◆ **INFORMATION SUPPLIED**

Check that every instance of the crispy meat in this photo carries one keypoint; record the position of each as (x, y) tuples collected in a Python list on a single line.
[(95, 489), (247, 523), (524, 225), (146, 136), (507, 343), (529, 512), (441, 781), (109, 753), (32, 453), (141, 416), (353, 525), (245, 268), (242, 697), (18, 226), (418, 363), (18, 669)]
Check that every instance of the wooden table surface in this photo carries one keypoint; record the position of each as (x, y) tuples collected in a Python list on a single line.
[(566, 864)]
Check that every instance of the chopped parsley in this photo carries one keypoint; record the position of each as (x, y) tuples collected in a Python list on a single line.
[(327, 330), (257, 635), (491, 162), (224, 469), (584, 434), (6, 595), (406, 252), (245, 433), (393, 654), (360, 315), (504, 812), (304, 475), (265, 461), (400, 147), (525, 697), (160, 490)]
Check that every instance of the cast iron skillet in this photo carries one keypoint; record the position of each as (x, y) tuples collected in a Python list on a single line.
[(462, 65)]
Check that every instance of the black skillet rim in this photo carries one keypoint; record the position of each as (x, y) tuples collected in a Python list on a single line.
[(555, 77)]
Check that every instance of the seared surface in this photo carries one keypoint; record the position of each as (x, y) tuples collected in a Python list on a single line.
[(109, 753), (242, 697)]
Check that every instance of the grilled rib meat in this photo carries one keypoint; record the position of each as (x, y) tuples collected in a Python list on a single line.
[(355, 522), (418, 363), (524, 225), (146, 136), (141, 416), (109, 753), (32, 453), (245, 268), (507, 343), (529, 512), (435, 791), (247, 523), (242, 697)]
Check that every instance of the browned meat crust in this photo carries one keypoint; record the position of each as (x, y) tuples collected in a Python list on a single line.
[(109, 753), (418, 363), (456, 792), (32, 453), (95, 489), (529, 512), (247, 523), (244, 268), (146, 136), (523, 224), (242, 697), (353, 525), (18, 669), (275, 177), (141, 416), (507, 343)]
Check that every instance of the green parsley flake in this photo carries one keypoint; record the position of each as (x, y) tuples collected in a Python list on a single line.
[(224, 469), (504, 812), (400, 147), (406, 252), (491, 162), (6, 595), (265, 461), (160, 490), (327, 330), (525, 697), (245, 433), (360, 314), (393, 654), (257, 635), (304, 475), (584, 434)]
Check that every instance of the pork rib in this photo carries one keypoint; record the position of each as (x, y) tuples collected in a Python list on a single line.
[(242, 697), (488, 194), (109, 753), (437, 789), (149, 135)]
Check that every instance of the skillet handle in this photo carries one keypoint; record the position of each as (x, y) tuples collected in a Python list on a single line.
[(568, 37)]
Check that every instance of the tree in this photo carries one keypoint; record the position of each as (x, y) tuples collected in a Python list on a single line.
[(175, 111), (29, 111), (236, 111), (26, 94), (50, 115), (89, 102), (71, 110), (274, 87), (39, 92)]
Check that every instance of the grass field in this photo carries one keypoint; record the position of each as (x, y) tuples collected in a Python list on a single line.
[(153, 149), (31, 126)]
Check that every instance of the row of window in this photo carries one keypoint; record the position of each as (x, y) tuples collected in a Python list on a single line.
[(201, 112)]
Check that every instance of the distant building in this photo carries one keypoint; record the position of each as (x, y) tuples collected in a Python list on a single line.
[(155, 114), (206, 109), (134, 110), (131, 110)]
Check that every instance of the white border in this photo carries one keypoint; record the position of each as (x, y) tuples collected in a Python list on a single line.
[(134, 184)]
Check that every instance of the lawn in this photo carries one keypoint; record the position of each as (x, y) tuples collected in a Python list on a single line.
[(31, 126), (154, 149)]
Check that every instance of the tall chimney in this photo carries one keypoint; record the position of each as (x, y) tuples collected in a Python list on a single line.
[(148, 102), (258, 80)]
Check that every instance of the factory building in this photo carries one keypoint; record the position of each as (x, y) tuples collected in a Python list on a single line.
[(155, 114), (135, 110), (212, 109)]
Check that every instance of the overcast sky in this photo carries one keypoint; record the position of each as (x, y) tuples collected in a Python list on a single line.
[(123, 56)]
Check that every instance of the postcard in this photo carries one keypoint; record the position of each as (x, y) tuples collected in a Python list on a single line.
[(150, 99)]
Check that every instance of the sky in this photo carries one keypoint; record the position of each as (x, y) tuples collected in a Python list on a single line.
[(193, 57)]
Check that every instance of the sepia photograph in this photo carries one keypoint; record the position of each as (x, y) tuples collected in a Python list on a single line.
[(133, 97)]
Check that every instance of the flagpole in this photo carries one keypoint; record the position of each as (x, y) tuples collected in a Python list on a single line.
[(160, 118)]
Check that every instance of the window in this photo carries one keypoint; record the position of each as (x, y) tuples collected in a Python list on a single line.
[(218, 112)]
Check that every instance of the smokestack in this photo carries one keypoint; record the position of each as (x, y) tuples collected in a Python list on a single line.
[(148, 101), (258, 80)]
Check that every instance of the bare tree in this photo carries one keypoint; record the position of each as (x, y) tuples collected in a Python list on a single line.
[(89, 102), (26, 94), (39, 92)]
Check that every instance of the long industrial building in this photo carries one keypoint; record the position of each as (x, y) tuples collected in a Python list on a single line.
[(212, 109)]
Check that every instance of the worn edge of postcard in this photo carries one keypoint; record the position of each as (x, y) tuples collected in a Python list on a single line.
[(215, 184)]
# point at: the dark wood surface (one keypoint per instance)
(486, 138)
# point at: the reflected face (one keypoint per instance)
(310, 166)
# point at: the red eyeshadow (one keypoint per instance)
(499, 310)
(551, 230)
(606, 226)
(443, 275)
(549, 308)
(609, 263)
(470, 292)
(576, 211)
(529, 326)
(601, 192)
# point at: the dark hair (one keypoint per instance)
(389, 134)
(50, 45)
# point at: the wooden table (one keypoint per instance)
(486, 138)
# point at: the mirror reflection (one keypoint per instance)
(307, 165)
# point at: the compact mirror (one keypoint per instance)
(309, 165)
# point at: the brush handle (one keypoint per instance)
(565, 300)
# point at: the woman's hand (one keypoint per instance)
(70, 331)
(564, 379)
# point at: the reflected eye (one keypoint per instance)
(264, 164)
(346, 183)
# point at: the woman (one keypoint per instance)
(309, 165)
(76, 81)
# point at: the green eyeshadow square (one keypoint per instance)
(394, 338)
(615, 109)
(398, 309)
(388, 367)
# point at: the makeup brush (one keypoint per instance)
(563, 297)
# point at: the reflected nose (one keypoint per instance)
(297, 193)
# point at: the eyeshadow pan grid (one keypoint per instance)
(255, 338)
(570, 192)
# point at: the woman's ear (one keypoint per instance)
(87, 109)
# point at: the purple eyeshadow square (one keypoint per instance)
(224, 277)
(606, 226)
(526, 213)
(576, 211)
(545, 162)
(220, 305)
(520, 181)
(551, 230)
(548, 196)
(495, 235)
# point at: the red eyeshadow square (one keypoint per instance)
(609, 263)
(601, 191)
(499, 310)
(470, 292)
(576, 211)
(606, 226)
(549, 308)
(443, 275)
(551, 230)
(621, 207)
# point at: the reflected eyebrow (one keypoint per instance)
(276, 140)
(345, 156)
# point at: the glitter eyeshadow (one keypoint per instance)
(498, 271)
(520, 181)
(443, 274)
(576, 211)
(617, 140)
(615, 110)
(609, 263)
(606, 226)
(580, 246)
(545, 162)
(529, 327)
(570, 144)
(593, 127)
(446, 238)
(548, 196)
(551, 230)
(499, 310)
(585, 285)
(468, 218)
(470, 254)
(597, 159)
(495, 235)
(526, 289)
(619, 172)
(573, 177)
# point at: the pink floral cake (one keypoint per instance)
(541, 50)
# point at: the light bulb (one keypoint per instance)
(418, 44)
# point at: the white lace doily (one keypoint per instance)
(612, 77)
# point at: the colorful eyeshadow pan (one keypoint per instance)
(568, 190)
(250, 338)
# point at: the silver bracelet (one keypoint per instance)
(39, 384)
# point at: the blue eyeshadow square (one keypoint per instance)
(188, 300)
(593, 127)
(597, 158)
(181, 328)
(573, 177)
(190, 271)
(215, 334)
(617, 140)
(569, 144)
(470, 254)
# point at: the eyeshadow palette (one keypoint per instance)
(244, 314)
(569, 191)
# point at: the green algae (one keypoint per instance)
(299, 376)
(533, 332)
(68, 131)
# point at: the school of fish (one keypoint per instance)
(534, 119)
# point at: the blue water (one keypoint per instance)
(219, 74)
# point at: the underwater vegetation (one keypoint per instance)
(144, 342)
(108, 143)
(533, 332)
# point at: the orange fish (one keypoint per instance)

◆ **WORK TASK**
Look above for the line containing "# point at: the colorful"; copy from it through the last line, exactly, and nothing more.

◆ **TASK SOLUTION**
# point at: the colorful eyeshadow pan (one keypoint per instance)
(568, 190)
(250, 338)
# point at: the silver bracelet (one keypoint per instance)
(39, 384)
# point at: the blue eyeshadow square (one keypoint per instance)
(188, 300)
(593, 127)
(597, 158)
(181, 328)
(573, 177)
(190, 271)
(215, 334)
(617, 140)
(569, 144)
(470, 254)
# point at: the eyeshadow palette (one keypoint per instance)
(244, 314)
(569, 191)
# point at: the green algae (one keypoint per instance)
(299, 376)
(533, 332)
(68, 131)
# point at: the school of fish (one keypoint per instance)
(534, 119)
# point at: the blue water (one keypoint per instance)
(219, 74)
# point at: the underwater vegetation (one keypoint per instance)
(144, 342)
(108, 143)
(533, 332)
# point at: the orange fish (one keypoint per instance)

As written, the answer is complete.